> **REQUIREMENT**: Before you finish, make sure every line below has been written out exactly.

Segmentation mask data

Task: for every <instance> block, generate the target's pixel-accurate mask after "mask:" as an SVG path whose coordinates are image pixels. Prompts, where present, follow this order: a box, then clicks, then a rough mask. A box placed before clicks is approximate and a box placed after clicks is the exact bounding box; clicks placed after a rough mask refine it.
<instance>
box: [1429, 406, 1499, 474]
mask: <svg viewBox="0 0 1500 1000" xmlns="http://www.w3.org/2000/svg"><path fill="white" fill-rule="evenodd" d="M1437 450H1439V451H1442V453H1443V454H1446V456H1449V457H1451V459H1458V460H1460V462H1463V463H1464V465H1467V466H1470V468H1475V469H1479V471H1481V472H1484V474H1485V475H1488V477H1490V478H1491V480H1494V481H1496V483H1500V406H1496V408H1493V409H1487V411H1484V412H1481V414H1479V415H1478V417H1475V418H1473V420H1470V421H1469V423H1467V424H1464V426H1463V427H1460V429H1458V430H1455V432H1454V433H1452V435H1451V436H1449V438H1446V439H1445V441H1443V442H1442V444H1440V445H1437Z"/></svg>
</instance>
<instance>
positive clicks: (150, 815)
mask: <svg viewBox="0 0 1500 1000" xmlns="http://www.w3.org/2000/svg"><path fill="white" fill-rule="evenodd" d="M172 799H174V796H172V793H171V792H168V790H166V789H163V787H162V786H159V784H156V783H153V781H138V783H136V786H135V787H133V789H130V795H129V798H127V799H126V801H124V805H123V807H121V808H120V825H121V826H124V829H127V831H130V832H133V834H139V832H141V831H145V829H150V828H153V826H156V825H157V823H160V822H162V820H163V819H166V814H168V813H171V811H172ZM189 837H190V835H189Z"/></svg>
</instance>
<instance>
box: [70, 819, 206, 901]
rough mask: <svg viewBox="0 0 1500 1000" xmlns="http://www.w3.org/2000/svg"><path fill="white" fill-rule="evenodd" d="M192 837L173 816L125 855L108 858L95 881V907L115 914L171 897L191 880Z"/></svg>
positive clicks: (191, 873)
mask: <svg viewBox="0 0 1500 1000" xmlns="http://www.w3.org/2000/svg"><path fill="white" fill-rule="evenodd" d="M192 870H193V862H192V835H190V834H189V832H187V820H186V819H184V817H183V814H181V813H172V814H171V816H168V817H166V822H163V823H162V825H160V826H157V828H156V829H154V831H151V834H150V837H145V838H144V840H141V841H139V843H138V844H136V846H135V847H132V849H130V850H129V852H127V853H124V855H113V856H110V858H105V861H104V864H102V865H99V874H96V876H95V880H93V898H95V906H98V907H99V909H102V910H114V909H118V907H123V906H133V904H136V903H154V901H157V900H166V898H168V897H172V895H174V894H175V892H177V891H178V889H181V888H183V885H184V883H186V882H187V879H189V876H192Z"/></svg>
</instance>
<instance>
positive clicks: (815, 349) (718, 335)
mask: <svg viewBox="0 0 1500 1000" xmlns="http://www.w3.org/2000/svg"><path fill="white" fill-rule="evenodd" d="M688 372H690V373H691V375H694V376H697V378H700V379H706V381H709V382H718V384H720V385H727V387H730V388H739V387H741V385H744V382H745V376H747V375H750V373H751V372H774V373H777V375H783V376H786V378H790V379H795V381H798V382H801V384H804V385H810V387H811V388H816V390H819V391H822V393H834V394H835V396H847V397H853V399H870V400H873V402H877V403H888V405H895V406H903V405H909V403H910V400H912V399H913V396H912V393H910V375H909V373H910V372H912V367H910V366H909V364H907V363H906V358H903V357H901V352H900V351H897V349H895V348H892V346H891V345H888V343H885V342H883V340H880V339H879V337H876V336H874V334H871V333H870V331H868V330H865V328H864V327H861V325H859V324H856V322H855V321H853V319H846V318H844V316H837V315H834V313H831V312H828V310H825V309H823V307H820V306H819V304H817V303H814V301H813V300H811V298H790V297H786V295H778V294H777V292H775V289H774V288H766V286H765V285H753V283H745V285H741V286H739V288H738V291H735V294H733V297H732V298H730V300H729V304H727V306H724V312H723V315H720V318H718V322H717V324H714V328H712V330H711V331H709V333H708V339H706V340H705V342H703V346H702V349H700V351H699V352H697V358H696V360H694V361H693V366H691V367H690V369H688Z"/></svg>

> **SOLUTION**:
Task: for every <instance> block, generate the target's pixel-accurate mask after "mask:" as an SVG path whose coordinates are image pixels. Prompts, where present, follow this order: a box, then clicks, then a rough mask. A box placed before clicks is approximate and a box placed after clicks is the exact bounding box; clicks placed after a rough mask refine it.
<instance>
box: [1429, 406, 1499, 474]
mask: <svg viewBox="0 0 1500 1000" xmlns="http://www.w3.org/2000/svg"><path fill="white" fill-rule="evenodd" d="M1437 450H1439V451H1442V453H1443V454H1446V456H1449V457H1451V459H1458V460H1460V462H1463V463H1464V465H1467V466H1470V468H1475V469H1479V471H1481V472H1484V474H1485V475H1488V477H1490V478H1491V480H1494V481H1496V483H1500V406H1496V408H1493V409H1487V411H1484V412H1481V414H1479V415H1478V417H1475V418H1473V420H1470V421H1469V423H1467V424H1464V426H1463V427H1460V429H1458V430H1455V432H1454V433H1452V435H1451V436H1449V438H1446V439H1445V441H1443V442H1442V444H1440V445H1437Z"/></svg>
</instance>
<instance>
positive clicks: (150, 815)
mask: <svg viewBox="0 0 1500 1000" xmlns="http://www.w3.org/2000/svg"><path fill="white" fill-rule="evenodd" d="M172 799H174V796H172V793H171V792H168V790H166V789H163V787H162V786H159V784H156V783H153V781H138V783H136V786H135V787H133V789H130V795H129V798H127V799H126V801H124V805H123V807H121V808H120V825H121V826H124V829H127V831H130V832H133V834H139V832H141V831H145V829H150V828H153V826H156V825H157V823H160V822H162V820H163V819H166V814H168V813H171V811H172ZM189 837H190V835H189Z"/></svg>
</instance>
<instance>
box: [70, 819, 206, 901]
rough mask: <svg viewBox="0 0 1500 1000" xmlns="http://www.w3.org/2000/svg"><path fill="white" fill-rule="evenodd" d="M192 837L173 816L125 855L108 858L95 881V907L115 914L171 897L191 880Z"/></svg>
positive clicks: (191, 873)
mask: <svg viewBox="0 0 1500 1000" xmlns="http://www.w3.org/2000/svg"><path fill="white" fill-rule="evenodd" d="M192 870H193V862H192V835H190V834H189V832H187V820H186V819H184V817H183V814H181V813H172V814H171V816H168V817H166V822H163V823H162V825H160V826H157V828H156V829H154V831H151V834H150V837H145V838H144V840H141V841H139V843H138V844H136V846H135V847H132V849H130V850H129V852H127V853H124V855H113V856H110V858H105V861H104V864H102V865H99V874H96V876H95V880H93V898H95V906H98V907H99V909H102V910H114V909H118V907H123V906H133V904H136V903H154V901H157V900H166V898H168V897H172V895H174V894H175V892H177V891H178V889H181V888H183V885H184V883H186V882H187V879H189V876H192Z"/></svg>
</instance>
<instance>
positive clicks: (815, 349) (718, 335)
mask: <svg viewBox="0 0 1500 1000" xmlns="http://www.w3.org/2000/svg"><path fill="white" fill-rule="evenodd" d="M688 372H690V373H691V375H694V376H697V378H700V379H706V381H709V382H718V384H720V385H727V387H730V388H739V387H741V385H744V382H745V376H747V375H750V373H751V372H774V373H777V375H783V376H786V378H790V379H795V381H798V382H801V384H804V385H810V387H811V388H816V390H819V391H822V393H834V394H835V396H847V397H853V399H870V400H873V402H877V403H888V405H895V406H903V405H909V403H910V400H912V399H913V396H912V393H910V375H909V373H910V372H912V367H910V366H909V364H907V363H906V358H903V357H901V352H900V351H897V349H895V348H892V346H891V345H888V343H885V342H883V340H880V339H879V337H876V336H874V334H871V333H870V331H868V330H865V328H864V327H861V325H859V324H856V322H855V321H853V319H846V318H844V316H837V315H834V313H831V312H828V310H825V309H823V307H820V306H819V304H817V303H814V301H813V300H811V298H790V297H786V295H778V294H777V292H775V289H774V288H766V286H765V285H753V283H745V285H741V286H739V288H738V291H735V294H733V297H732V298H730V300H729V304H727V306H724V312H723V315H720V318H718V322H717V324H714V328H712V330H711V331H709V333H708V339H706V340H705V342H703V346H702V349H700V351H699V352H697V358H696V360H694V361H693V366H691V367H690V369H688Z"/></svg>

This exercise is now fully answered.